Using the exact wording, repeat every line of the material.

DATA TO EXAMINE:

________________________________________

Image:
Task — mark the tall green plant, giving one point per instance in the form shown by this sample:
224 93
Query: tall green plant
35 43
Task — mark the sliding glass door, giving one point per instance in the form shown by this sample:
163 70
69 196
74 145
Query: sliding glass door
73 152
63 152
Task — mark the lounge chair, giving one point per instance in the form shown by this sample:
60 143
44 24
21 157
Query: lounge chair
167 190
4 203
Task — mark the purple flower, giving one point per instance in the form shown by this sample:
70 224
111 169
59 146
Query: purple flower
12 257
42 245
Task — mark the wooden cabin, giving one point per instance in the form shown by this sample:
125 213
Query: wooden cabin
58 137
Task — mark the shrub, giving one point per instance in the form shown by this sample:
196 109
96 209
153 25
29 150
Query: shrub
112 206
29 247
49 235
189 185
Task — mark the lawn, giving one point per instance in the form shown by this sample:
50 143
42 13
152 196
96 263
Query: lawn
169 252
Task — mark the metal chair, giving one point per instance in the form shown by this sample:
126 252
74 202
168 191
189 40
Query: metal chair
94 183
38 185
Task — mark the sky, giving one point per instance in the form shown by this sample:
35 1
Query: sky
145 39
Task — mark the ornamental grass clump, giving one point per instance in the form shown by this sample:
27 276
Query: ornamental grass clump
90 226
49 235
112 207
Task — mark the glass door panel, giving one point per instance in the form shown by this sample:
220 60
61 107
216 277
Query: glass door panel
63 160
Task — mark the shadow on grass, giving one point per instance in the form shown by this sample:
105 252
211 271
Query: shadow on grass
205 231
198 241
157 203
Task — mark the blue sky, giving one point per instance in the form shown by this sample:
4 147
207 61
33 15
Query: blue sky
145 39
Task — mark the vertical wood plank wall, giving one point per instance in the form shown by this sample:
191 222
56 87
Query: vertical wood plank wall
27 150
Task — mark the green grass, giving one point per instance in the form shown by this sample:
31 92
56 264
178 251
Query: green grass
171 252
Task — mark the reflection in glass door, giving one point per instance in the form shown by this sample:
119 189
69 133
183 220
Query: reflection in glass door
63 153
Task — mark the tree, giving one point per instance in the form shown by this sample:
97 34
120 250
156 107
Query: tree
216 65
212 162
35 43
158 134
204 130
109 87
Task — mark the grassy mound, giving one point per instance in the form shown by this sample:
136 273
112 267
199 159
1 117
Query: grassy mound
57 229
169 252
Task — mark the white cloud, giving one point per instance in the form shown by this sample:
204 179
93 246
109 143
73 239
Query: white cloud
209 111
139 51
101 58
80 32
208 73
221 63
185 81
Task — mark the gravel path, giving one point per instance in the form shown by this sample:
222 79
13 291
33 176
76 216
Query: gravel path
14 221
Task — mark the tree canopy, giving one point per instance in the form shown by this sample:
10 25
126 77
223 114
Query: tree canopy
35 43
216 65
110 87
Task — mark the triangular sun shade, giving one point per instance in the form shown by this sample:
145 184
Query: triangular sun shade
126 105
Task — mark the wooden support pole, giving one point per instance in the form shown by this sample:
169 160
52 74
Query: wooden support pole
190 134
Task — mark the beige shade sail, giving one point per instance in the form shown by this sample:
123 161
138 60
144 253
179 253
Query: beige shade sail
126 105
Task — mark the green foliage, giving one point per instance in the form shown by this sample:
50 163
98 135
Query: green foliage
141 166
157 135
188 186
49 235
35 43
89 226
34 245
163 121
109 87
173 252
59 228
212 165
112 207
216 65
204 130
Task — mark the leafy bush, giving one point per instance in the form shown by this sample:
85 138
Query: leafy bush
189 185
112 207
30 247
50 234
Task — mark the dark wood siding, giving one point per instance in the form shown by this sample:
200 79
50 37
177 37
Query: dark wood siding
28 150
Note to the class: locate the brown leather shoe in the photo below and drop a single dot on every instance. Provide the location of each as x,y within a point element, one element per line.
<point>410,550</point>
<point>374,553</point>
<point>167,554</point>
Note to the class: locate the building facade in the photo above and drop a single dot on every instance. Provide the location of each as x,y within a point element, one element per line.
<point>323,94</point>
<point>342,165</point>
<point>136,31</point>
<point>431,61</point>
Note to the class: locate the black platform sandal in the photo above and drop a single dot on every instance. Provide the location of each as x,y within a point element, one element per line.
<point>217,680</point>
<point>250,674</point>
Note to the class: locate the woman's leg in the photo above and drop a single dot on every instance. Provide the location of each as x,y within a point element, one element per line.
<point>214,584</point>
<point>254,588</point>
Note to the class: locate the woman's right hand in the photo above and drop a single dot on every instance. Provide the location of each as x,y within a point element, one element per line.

________________________________________

RESPONSE BOX:
Image:
Task — mark the tall green plant, giving one point per instance in the form shown by this sample:
224 93
Query: tall green plant
35 43
Task — mark the sliding glass door, giving one point per instance in the form shown by this sample:
163 70
69 196
74 145
Query: sliding glass door
73 152
63 152
Task — mark the lounge chair, giving one point per instance in the form shown by this sample:
60 143
44 24
21 157
Query: lounge chair
167 190
4 203
Task — mark the purple flower, giving one point per instance in the form shown by this sample:
70 224
111 169
59 146
Query: purple flower
12 257
42 245
Task — mark the wooden cabin, giving one point per instance in the form shown by this sample:
125 213
Query: wooden cabin
58 137
Task — mark the shrub, giving one point per instance in the form shown by this sample:
196 109
96 209
153 25
29 150
Query: shrub
112 206
29 247
49 235
189 185
Task — mark the lawn, giving one point per instance in the form shown by this sample:
50 143
42 13
152 196
96 263
Query: lawn
169 252
Task — mark the metal chair, giving one point per instance in the form shown by this sample:
126 252
74 202
168 191
189 40
Query: metal chair
94 183
38 185
Task — mark the sky, giving one point per instance in the form shown by this sample:
35 1
Query: sky
145 39
Task — mark the ornamental grass clump, giving one point per instance in the form shown by this sample:
27 276
Query: ornamental grass clump
90 226
49 235
112 207
Task — mark the glass door panel, giving one point per instance in the form shown by this sample:
220 60
61 107
216 277
Query: glass door panel
63 160
Task — mark the shadow on grass, giving one point per instance in the form shown by this sample:
105 252
211 271
Query: shadow on grass
205 231
198 241
157 203
Task — mark the blue sky, giving one point per instance in the form shown by this sample:
4 147
207 61
33 15
Query: blue sky
145 39
Task — mark the vertical wood plank wall, giving one point per instance in the form shown by this sample:
191 222
56 87
Query: vertical wood plank wall
27 150
Task — mark the green grass, giving one point per instance in the form shown by this sample:
31 92
56 264
178 251
Query: green grass
171 252
Task — mark the reflection in glass door, giving one point per instance in the form shown by this sample:
119 189
69 133
183 220
Query: reflection in glass door
63 153
Task — mark the tree, giving one point per instance in the form shown by this sample:
97 34
120 250
156 107
Query: tree
216 65
212 162
35 43
158 134
204 130
109 87
Task — mark the grassy mound, giving one point per instance in the form shown by this sample:
136 273
112 267
199 159
1 117
Query: grassy mound
57 229
169 252
Task — mark the white cloud, giving one point per instance in the form shown by this sample:
204 179
93 246
109 143
73 239
Query: white cloud
209 111
139 51
101 58
80 32
208 73
221 63
185 81
Task — mark the gravel path, giving one point per instance in the form shown by this sample:
222 79
13 291
33 176
76 216
Query: gravel path
14 221
Task — mark the tree canopy, giving one point per instance in the form shown by this sample:
10 25
126 77
223 114
Query: tree canopy
35 43
216 65
110 87
Task — mark the triangular sun shade, giving one point per instance in the form shown by this sample:
145 184
Query: triangular sun shade
126 105
Task — mark the wooden support pole, giving one point per instance in the form shown by this sample:
169 160
52 74
Query: wooden support pole
190 134
Task — mark the beige shade sail, giving one point per instance in the form shown by this sample:
123 161
138 60
144 253
179 253
Query: beige shade sail
126 105
Task — mark the green foliage, giving one point per instance in the form shown by this sample:
50 163
98 135
Query: green foliage
141 166
157 135
188 186
49 235
35 43
89 226
34 245
163 121
109 87
173 252
59 228
212 165
112 207
216 65
204 130
Task — mark the leafy bush, giving one point per instance in the form shown by this sample:
85 138
Query: leafy bush
189 185
112 207
30 247
50 234
Task — mark the dark wood siding, giving one point per instance in the form shown by this sample:
200 79
50 37
177 37
Query: dark wood siding
28 150
Note to the class: locate the brown leather shoe in the photo below and drop a single dot on every instance. Provide the location of each as x,y within a point element, one element per line.
<point>410,550</point>
<point>374,553</point>
<point>167,554</point>
Note to the class: locate the building facade in the photo above and drop a single dot on every instance. Provide the location of each as x,y within a point element, one element per line.
<point>323,94</point>
<point>342,165</point>
<point>136,31</point>
<point>431,61</point>
Note to the class: locate the black platform sandal in the photo above and drop a single dot on every instance. Provide the location of each as x,y within a point element, one element per line.
<point>217,680</point>
<point>250,674</point>
Note to the class: locate the woman's leg in the photo above and drop a single dot on every instance. Provide the location of each as x,y within a point element, one element per line.
<point>214,584</point>
<point>254,588</point>
Note to the class: locate the woman's right hand in the photo above and drop a single dot on every instance. Provide the location of each as x,y within a point element, one element per line.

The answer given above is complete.